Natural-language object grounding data
____________________
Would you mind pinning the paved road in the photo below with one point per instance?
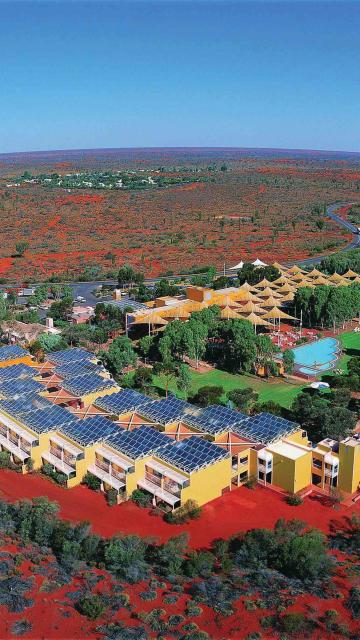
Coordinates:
(85, 289)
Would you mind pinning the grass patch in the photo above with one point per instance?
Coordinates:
(280, 392)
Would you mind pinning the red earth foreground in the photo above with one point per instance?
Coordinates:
(239, 510)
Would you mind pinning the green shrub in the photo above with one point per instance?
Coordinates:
(141, 498)
(91, 606)
(92, 481)
(111, 497)
(294, 499)
(189, 511)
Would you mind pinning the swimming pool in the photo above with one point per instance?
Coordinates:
(316, 357)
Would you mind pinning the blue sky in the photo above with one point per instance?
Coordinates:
(86, 74)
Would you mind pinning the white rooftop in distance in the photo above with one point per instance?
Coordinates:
(287, 450)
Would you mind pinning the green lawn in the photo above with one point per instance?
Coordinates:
(280, 392)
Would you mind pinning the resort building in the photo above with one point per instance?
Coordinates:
(169, 448)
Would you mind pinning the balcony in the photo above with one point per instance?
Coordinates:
(13, 448)
(108, 478)
(60, 465)
(158, 492)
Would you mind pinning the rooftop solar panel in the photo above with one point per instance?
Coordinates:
(48, 419)
(138, 443)
(24, 404)
(90, 430)
(16, 371)
(70, 355)
(121, 402)
(11, 351)
(192, 454)
(168, 410)
(266, 428)
(89, 383)
(18, 387)
(214, 419)
(73, 369)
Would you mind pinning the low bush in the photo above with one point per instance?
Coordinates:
(141, 498)
(91, 606)
(92, 482)
(189, 511)
(111, 497)
(294, 499)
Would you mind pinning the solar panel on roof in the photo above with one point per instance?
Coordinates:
(73, 369)
(214, 419)
(168, 410)
(192, 454)
(11, 351)
(70, 355)
(89, 383)
(90, 430)
(266, 428)
(138, 443)
(18, 387)
(121, 401)
(48, 419)
(16, 371)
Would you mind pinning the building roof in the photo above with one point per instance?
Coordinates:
(16, 372)
(121, 402)
(266, 428)
(288, 450)
(214, 419)
(139, 443)
(191, 454)
(90, 430)
(70, 355)
(18, 387)
(47, 419)
(167, 410)
(88, 383)
(11, 352)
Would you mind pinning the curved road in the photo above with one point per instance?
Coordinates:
(85, 289)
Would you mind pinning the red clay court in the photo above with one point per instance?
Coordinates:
(239, 510)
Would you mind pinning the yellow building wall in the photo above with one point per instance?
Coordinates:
(349, 467)
(298, 438)
(291, 475)
(208, 483)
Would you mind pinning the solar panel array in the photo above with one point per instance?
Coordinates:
(13, 388)
(16, 371)
(90, 430)
(89, 383)
(73, 369)
(266, 428)
(25, 404)
(47, 419)
(70, 355)
(138, 443)
(122, 402)
(165, 411)
(192, 454)
(11, 351)
(214, 419)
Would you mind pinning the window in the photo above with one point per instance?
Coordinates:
(317, 463)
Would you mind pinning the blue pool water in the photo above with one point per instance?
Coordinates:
(318, 356)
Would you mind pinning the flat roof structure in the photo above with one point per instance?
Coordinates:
(12, 351)
(167, 410)
(122, 402)
(139, 443)
(191, 454)
(89, 430)
(266, 428)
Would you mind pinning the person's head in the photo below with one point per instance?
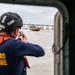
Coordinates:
(10, 23)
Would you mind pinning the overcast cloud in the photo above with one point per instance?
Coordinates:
(31, 14)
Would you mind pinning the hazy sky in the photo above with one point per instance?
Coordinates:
(31, 14)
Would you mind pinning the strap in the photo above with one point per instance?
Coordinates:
(3, 38)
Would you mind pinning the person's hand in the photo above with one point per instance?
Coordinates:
(22, 37)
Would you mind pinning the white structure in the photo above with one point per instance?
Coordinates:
(43, 27)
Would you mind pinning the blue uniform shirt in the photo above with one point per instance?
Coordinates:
(12, 53)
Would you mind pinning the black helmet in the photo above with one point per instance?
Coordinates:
(9, 21)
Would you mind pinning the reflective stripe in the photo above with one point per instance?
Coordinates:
(11, 22)
(3, 20)
(2, 26)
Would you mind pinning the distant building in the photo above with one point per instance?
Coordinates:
(43, 27)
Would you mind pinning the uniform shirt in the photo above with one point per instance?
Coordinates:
(12, 53)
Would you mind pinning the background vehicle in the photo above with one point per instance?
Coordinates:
(64, 40)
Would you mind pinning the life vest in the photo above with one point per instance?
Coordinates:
(4, 38)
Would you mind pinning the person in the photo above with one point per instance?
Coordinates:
(12, 50)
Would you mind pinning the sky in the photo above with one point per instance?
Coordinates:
(31, 14)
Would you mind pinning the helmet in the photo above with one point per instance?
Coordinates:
(9, 21)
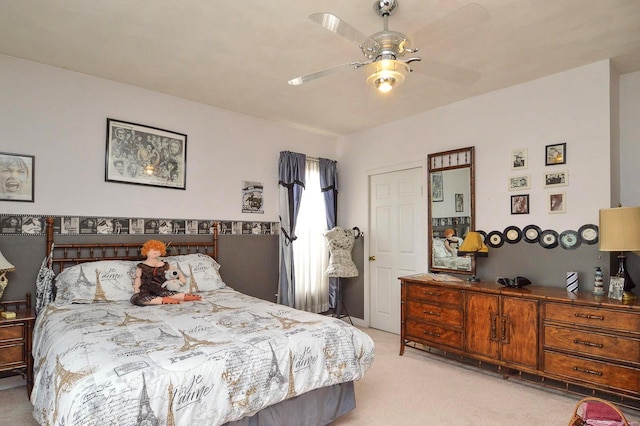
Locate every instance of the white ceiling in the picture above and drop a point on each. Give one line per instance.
(239, 55)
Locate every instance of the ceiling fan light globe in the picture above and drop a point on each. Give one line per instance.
(386, 74)
(385, 84)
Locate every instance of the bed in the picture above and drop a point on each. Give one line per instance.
(227, 359)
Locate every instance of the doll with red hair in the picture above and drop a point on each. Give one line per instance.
(150, 275)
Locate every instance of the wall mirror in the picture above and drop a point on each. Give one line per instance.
(451, 209)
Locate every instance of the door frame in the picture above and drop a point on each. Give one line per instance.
(422, 164)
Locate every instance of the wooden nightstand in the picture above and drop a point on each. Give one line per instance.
(15, 338)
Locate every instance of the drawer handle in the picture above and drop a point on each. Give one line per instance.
(581, 342)
(584, 370)
(589, 316)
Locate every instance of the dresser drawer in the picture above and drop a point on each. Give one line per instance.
(11, 332)
(434, 313)
(608, 375)
(433, 333)
(618, 349)
(11, 355)
(593, 317)
(435, 294)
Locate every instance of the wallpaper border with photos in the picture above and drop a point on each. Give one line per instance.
(22, 224)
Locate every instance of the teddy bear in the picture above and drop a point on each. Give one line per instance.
(172, 281)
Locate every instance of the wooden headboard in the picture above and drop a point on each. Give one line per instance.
(68, 254)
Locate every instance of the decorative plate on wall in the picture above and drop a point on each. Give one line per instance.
(512, 234)
(494, 239)
(548, 238)
(588, 234)
(531, 233)
(569, 240)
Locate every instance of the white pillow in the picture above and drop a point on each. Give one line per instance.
(78, 284)
(205, 271)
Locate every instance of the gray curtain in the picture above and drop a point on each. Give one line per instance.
(291, 177)
(329, 187)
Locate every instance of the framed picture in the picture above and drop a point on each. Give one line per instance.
(459, 202)
(555, 154)
(144, 155)
(519, 160)
(16, 177)
(520, 204)
(552, 180)
(518, 183)
(616, 288)
(437, 192)
(557, 202)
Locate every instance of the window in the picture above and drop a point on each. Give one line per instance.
(310, 253)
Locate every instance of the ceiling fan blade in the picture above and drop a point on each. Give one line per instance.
(447, 72)
(336, 25)
(306, 78)
(465, 17)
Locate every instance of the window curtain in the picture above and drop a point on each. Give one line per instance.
(310, 254)
(329, 188)
(291, 178)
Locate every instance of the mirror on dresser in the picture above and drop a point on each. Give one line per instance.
(451, 209)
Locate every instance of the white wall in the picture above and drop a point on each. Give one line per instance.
(60, 117)
(630, 139)
(571, 107)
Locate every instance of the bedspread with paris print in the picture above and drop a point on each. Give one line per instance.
(197, 363)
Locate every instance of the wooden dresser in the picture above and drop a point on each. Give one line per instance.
(580, 342)
(15, 338)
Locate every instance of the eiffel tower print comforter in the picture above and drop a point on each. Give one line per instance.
(198, 363)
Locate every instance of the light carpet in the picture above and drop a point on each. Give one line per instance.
(414, 389)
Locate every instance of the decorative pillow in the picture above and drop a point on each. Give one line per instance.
(91, 282)
(201, 271)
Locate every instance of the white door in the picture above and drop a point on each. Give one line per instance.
(396, 242)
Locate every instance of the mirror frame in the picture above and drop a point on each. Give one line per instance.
(451, 160)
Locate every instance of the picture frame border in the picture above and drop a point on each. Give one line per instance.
(525, 157)
(109, 173)
(554, 185)
(527, 206)
(563, 148)
(519, 188)
(27, 158)
(616, 288)
(564, 202)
____________________
■ **WHAT IS REQUIRED**
If a line of the records contains the word "rooftop", count it; give only the total.

■ **THE COMPLETED TASK**
2